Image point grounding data
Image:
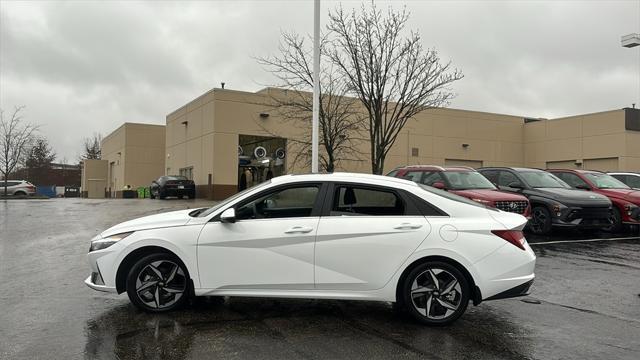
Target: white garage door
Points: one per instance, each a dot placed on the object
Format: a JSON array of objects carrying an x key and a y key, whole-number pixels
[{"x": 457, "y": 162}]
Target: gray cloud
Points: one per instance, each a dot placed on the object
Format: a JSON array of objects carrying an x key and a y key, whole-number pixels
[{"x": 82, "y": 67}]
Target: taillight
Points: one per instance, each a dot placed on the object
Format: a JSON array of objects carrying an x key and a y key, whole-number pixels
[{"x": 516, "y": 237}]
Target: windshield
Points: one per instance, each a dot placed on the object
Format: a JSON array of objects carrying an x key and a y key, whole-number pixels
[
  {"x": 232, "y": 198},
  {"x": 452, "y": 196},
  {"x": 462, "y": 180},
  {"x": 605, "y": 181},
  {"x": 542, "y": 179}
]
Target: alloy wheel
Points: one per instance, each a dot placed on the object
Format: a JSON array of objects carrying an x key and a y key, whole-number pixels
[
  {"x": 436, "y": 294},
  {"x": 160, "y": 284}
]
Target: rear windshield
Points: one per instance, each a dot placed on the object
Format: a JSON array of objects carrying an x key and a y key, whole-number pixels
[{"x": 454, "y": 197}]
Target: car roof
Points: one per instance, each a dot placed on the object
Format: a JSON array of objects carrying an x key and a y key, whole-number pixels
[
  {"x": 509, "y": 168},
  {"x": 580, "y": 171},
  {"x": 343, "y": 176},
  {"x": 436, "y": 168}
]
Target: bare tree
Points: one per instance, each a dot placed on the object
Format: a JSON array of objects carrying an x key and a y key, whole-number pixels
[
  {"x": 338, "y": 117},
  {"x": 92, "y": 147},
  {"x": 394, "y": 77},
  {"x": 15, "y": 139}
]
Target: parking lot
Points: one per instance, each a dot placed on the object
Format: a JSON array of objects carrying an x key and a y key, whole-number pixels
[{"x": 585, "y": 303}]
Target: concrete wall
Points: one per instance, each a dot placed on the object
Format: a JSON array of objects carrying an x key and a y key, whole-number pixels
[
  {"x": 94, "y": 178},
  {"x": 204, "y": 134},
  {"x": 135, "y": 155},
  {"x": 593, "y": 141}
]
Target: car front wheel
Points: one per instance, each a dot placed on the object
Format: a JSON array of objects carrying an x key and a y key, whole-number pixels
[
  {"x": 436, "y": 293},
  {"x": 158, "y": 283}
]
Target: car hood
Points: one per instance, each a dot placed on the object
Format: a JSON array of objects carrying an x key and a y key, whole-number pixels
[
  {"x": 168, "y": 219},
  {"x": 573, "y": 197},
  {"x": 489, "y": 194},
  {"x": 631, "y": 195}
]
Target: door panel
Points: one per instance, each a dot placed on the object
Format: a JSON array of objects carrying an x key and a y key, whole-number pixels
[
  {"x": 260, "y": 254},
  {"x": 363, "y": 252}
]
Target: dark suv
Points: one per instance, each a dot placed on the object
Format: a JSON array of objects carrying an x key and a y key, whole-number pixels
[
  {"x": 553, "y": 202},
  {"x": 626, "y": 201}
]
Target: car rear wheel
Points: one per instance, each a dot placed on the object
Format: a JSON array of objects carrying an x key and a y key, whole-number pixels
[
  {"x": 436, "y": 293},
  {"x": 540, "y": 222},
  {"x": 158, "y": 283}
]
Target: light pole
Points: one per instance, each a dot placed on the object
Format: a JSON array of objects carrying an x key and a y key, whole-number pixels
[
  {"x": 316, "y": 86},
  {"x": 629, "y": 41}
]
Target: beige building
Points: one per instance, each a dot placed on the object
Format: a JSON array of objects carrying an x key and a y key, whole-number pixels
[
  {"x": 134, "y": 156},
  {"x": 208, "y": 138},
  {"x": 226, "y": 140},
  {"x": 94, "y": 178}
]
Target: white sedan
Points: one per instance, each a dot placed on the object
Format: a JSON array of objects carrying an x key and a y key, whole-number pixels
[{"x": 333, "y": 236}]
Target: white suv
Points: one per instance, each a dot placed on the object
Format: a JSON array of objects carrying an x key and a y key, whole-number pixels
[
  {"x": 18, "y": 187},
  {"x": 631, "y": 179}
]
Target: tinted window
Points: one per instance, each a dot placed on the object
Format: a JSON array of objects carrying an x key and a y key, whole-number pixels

◆ Action item
Copy each line in the entries above where "white" turns up.

◆ Exercise response
Target: white garage door
Target: white sedan
Target: white suv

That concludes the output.